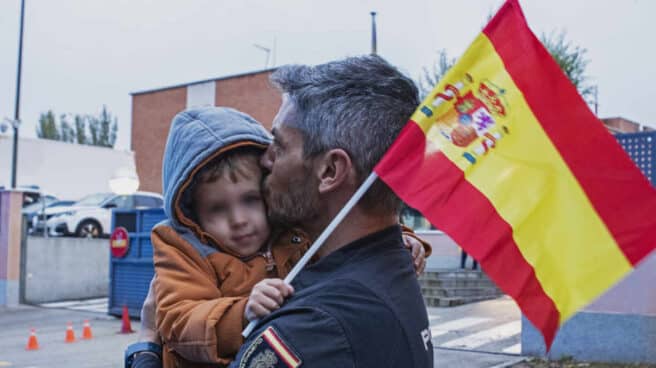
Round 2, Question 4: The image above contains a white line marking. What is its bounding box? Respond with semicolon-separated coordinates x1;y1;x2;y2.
431;317;490;337
502;343;522;354
440;321;522;349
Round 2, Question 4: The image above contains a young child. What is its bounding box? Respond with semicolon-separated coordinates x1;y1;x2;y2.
125;108;430;367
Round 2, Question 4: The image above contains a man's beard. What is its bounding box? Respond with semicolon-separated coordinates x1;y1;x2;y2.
264;175;319;229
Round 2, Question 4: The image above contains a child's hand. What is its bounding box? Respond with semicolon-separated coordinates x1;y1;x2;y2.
403;234;426;276
244;279;294;321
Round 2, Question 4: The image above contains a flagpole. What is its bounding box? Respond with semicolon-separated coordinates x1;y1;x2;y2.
241;172;378;337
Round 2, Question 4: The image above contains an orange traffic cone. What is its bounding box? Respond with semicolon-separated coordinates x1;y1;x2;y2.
82;319;93;340
64;322;75;343
25;329;39;350
121;305;134;333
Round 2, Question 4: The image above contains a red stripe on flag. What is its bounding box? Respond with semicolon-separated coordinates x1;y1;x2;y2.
483;0;656;266
374;121;560;347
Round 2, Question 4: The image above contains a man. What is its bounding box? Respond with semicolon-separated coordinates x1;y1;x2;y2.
231;56;433;367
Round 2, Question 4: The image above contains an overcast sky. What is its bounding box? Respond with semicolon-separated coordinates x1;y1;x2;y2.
0;0;656;148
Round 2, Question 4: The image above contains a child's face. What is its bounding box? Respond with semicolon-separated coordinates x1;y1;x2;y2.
194;173;269;256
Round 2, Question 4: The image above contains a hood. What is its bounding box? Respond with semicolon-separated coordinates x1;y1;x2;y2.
162;107;271;232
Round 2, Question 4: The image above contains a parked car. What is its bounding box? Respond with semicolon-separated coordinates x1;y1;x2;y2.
45;192;164;238
21;200;75;234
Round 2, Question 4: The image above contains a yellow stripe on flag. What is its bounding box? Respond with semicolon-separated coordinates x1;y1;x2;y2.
412;34;632;324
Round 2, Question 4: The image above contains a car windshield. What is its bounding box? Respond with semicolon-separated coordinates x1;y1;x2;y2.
23;197;56;213
75;193;112;206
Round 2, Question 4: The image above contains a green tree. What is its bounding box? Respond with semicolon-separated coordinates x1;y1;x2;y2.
59;114;75;143
75;115;87;144
36;110;61;141
98;106;118;147
87;116;100;146
419;31;596;101
36;106;118;147
540;31;595;101
419;49;456;100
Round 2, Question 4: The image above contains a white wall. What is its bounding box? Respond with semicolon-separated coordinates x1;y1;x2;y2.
25;236;109;303
0;135;134;200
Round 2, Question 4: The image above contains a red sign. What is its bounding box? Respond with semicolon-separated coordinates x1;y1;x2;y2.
109;227;130;258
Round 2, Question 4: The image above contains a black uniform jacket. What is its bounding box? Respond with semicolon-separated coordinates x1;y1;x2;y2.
230;226;433;368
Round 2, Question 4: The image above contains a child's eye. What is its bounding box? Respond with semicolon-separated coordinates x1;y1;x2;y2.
244;195;262;204
210;205;226;213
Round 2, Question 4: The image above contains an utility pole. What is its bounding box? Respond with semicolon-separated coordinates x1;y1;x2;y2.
253;43;271;69
11;0;25;189
370;11;376;55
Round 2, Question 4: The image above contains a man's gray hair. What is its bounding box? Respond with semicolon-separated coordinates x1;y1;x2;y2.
271;55;419;213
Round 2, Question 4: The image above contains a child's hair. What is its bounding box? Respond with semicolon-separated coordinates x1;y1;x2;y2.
180;146;263;224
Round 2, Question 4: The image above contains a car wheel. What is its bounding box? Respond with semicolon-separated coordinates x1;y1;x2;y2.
75;220;102;238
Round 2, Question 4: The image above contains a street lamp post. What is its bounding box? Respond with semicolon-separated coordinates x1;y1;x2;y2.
11;0;25;189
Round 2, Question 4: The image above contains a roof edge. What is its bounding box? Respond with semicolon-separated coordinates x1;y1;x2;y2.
130;67;278;96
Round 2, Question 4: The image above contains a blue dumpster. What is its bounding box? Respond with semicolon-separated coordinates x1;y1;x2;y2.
109;208;166;317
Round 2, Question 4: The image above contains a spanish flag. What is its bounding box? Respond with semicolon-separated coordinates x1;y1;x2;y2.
374;0;656;348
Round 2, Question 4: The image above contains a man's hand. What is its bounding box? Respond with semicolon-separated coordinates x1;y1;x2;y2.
403;234;426;276
244;279;294;321
139;276;161;344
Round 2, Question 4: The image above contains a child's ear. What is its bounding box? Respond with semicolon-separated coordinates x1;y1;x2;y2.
316;148;353;193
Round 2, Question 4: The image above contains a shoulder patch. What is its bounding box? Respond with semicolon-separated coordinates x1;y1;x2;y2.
239;326;303;368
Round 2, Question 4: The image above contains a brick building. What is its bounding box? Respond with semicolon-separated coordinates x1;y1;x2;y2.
601;117;653;134
130;69;281;193
131;69;652;193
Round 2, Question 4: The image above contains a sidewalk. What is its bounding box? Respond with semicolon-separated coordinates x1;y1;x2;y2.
0;306;138;368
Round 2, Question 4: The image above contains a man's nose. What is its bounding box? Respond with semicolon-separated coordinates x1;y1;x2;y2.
260;146;273;171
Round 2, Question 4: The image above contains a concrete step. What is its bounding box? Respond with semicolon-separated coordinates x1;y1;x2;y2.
419;278;495;288
420;270;488;280
424;295;499;308
421;287;503;297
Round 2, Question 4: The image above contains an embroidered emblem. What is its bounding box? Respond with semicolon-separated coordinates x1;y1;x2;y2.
421;73;510;164
239;327;303;368
248;349;278;368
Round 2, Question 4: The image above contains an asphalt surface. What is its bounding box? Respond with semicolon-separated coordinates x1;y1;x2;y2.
0;298;524;368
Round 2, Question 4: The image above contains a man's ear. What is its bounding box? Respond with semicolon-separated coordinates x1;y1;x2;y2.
316;148;353;193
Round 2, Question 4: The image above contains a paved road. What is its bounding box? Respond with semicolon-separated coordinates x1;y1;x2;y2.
0;298;522;368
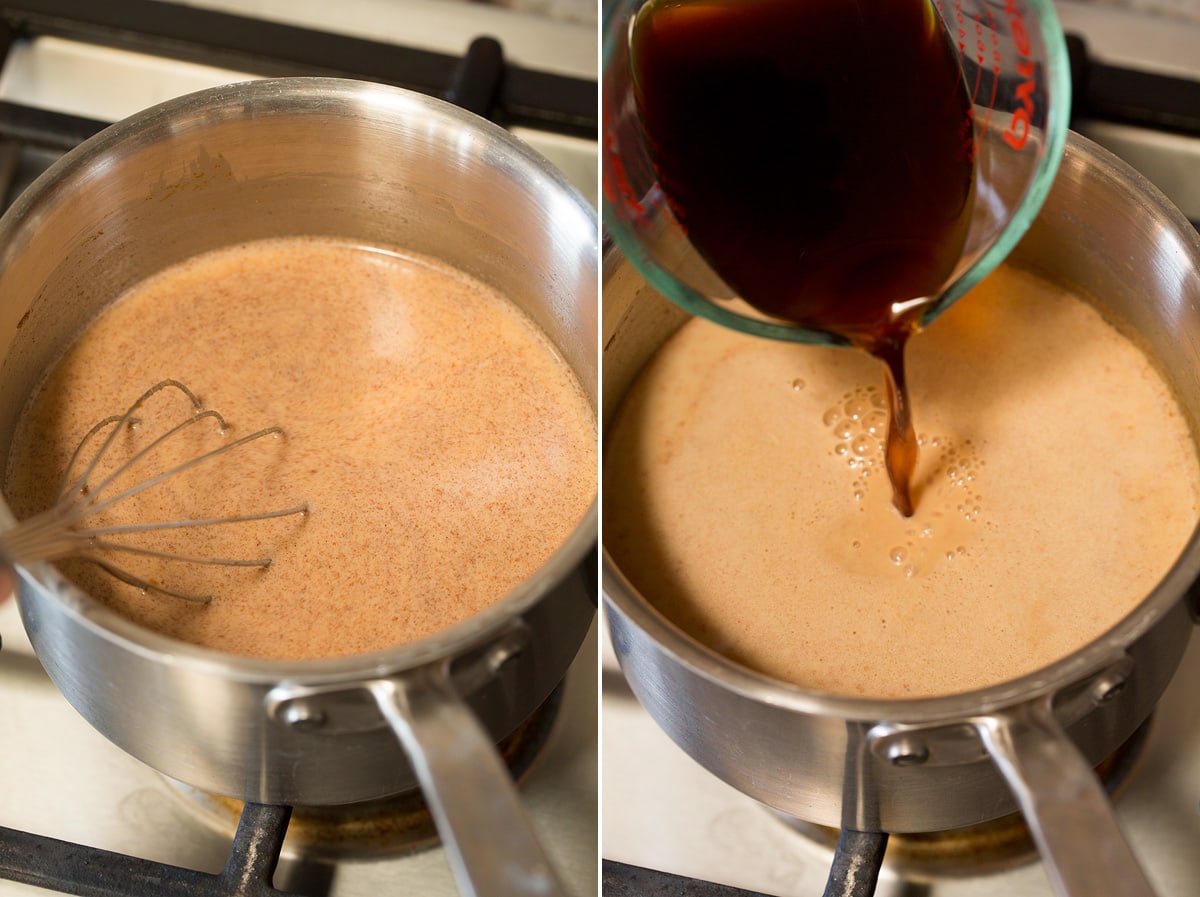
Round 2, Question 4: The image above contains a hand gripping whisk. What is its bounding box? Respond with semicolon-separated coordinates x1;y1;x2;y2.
0;380;308;603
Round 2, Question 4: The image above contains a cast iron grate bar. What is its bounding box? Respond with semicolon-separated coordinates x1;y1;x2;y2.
601;829;888;897
1067;35;1200;136
0;803;304;897
0;0;598;140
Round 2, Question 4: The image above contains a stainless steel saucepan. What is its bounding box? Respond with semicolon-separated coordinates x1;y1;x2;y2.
602;134;1200;897
0;79;599;895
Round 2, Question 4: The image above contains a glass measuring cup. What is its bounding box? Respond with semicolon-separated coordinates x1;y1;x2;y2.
601;0;1070;345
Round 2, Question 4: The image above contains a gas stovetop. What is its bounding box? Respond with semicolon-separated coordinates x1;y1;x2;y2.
601;0;1200;897
0;0;599;897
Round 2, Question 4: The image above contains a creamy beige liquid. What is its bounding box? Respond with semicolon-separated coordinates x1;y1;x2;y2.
6;239;596;658
604;269;1200;698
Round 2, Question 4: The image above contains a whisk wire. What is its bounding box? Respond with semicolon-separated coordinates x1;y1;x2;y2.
0;379;308;603
59;378;204;501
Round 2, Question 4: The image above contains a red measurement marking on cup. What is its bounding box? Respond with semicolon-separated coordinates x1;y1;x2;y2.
1001;0;1038;150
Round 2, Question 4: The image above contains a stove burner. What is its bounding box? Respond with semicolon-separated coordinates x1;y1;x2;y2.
168;685;563;860
776;721;1150;883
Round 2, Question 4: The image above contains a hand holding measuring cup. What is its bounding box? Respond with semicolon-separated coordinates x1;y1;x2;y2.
602;0;1070;517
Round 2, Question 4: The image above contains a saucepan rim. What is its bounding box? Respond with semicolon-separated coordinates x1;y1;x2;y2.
0;78;599;685
602;132;1200;723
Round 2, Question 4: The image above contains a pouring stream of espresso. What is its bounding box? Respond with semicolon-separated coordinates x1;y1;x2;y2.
630;0;974;516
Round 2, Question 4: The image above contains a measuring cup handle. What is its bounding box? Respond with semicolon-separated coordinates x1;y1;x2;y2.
368;666;564;897
974;697;1154;897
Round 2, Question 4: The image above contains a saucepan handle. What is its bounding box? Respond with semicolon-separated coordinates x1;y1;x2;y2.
974;696;1154;897
367;664;565;897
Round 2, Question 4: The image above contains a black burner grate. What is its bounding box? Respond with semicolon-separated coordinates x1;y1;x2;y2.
0;0;598;151
0;0;598;897
0;803;292;897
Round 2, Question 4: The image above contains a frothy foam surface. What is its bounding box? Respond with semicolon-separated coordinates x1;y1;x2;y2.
6;239;596;658
604;269;1200;698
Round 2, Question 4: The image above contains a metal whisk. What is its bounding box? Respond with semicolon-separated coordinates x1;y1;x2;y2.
0;380;308;603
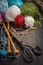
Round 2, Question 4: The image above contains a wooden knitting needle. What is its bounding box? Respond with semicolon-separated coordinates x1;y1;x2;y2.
2;21;19;54
7;21;12;53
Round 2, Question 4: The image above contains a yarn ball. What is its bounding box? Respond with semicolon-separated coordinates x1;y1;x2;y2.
21;2;41;20
14;15;24;27
24;16;34;28
5;5;21;21
8;0;23;7
0;14;2;23
0;0;8;13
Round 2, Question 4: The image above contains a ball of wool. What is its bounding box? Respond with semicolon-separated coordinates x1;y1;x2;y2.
21;3;41;20
8;0;23;7
0;14;2;23
5;5;21;21
0;0;8;13
14;15;24;27
24;16;34;28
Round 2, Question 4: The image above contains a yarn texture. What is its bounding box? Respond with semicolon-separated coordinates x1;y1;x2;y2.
24;16;34;28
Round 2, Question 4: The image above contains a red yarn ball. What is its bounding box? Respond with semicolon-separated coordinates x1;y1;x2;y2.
14;15;24;27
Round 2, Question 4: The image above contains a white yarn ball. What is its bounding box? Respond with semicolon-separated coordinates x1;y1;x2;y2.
5;5;21;21
24;16;34;28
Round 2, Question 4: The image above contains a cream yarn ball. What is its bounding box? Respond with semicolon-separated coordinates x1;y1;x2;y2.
24;16;34;28
5;5;21;21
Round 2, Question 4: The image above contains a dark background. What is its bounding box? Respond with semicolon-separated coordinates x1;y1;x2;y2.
0;20;43;65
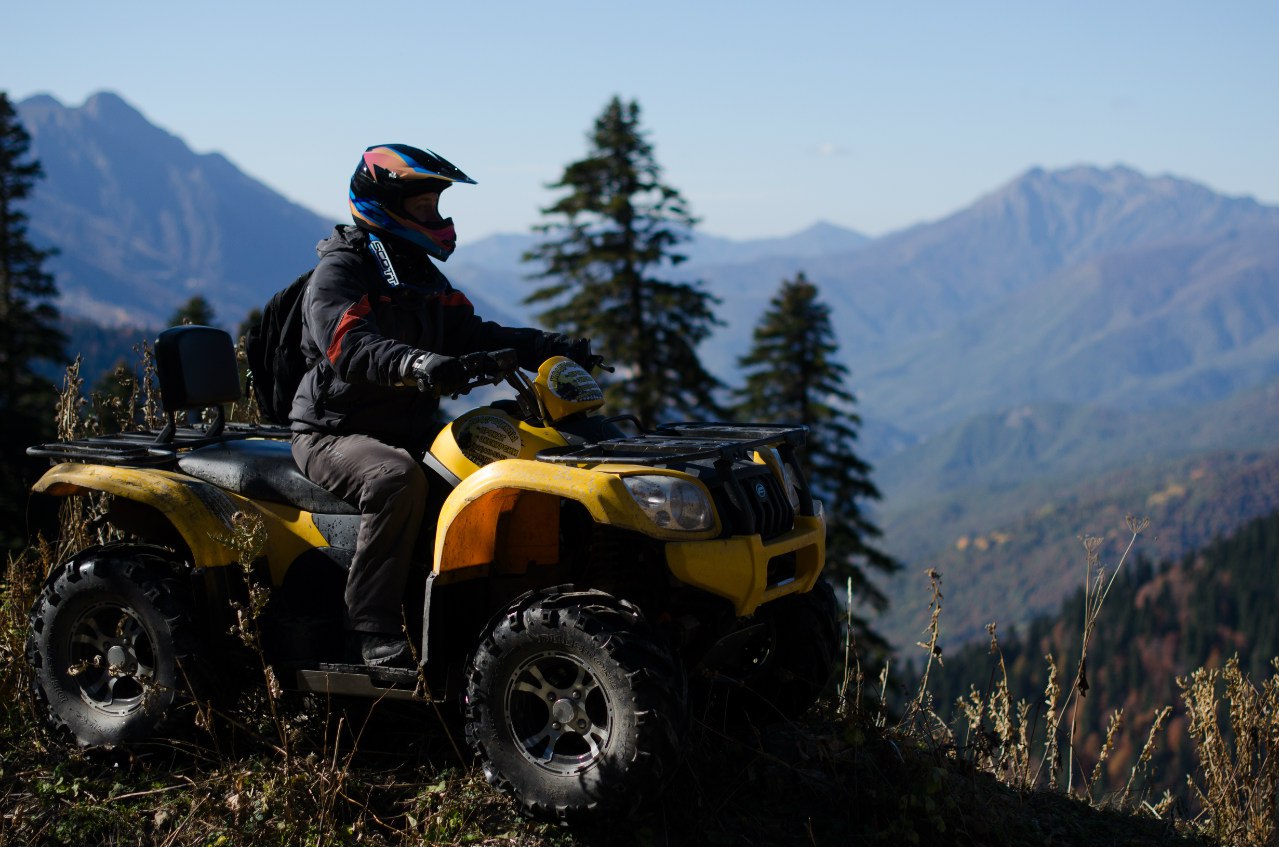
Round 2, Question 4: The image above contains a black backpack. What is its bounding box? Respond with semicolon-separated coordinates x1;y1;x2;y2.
244;269;315;426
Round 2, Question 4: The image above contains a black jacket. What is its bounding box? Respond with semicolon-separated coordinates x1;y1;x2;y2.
290;226;546;453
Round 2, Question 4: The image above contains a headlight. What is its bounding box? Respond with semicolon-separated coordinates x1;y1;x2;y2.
622;476;715;530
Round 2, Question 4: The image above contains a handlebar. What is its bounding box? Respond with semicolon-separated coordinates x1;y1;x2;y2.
437;347;614;399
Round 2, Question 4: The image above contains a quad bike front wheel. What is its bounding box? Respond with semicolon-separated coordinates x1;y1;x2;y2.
27;545;194;746
464;586;687;820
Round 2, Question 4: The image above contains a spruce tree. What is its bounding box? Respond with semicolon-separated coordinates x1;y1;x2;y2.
0;92;67;548
735;273;900;649
169;294;214;326
524;97;723;426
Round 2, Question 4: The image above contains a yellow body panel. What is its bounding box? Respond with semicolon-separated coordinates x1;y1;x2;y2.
435;459;720;574
666;509;826;617
32;462;327;585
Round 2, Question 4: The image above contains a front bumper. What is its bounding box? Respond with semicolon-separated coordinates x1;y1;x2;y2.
666;503;826;617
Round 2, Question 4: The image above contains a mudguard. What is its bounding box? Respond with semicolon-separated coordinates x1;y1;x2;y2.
32;462;327;583
435;459;720;576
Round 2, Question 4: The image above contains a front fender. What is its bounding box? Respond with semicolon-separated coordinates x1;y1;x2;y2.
32;462;261;567
435;459;720;574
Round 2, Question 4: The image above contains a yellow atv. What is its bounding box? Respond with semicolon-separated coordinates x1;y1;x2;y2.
27;326;839;819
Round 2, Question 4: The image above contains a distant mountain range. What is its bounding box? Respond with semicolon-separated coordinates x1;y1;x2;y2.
18;93;1279;649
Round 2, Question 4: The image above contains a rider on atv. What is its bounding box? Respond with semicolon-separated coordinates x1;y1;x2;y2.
290;145;591;667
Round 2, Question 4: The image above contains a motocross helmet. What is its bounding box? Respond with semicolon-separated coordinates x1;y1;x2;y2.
350;145;476;261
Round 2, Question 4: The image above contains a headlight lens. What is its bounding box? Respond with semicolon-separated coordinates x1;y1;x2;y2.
622;476;715;530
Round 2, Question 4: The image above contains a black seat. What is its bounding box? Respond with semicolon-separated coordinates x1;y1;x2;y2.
178;439;359;514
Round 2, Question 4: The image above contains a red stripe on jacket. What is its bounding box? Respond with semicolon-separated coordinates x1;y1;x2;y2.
325;294;373;367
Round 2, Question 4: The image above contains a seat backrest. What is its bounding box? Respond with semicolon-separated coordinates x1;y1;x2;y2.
156;325;240;438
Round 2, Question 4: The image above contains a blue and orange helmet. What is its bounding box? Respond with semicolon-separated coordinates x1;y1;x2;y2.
350;145;476;261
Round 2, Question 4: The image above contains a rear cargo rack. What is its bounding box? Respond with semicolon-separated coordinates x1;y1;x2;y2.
537;424;808;466
27;424;292;467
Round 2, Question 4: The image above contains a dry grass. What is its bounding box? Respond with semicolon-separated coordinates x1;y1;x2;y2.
0;360;1279;847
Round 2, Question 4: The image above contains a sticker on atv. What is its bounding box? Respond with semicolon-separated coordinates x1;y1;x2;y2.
457;415;521;466
546;360;604;403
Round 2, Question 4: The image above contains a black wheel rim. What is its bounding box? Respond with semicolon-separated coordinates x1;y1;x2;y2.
505;651;613;777
67;603;156;716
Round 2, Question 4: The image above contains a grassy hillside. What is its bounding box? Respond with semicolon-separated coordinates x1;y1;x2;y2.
0;549;1219;847
931;512;1279;844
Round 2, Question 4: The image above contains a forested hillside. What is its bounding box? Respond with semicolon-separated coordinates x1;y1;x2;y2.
930;512;1279;801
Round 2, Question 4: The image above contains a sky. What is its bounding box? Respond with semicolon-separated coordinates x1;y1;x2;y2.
0;0;1279;242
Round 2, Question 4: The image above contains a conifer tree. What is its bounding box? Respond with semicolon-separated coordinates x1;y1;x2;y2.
524;97;721;426
735;273;900;647
0;92;67;546
169;294;214;326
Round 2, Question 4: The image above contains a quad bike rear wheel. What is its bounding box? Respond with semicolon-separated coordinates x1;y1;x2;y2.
464;586;687;820
27;545;194;747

§ **What you are asked to do**
Copy out the lines word for word, starting at the line that contains "Round 2, Question 4: The image above contains a child's eye." and stopping after the line that contains "374;0;656;348".

§ **Response for this exercise**
Round 2, Question 4: The image above contains a child's eye. What is its bounding box? Respond with semicolon-separated coordinates x1;y1;x2;y2.
244;195;262;204
210;205;226;213
Round 2, Question 4: The image above contains an utility pole. What is its bounding box? Respond with semicolon-separated coordinates x1;y1;x2;y2.
253;43;271;69
11;0;25;189
370;11;376;55
Round 2, Question 4: The image above contains a man's gray hair. What is its bounding box? Respond with semicolon-separated coordinates x1;y1;x2;y2.
271;55;419;213
Round 2, Question 4: The image above contains a child's hair. What is its bounding box? Respond with semicolon-separated coordinates x1;y1;x2;y2.
180;146;263;224
Round 2, Question 4: The image above contains a car wheel. What is its bounding box? Respond with semicolon-separated coordinates x1;y1;x2;y2.
75;220;102;238
Round 2, Question 4: The image above contains a street lamp post. What is its bounding box? Respond with semicolon-separated coordinates x1;y1;x2;y2.
11;0;25;189
Round 2, Question 4: The image above contains a roof edge. What is its bounding box? Respond with semicolon-separated coordinates x1;y1;x2;y2.
130;67;278;96
Round 2, Question 4: The image above contains a blue dumpster. What is its bounding box? Respond with semicolon-separated coordinates x1;y1;x2;y2.
109;208;166;317
Round 2, Question 4: The image above contains a spanish flag. What is its bounding box? Respond with semicolon-separated coordinates x1;y1;x2;y2.
374;0;656;348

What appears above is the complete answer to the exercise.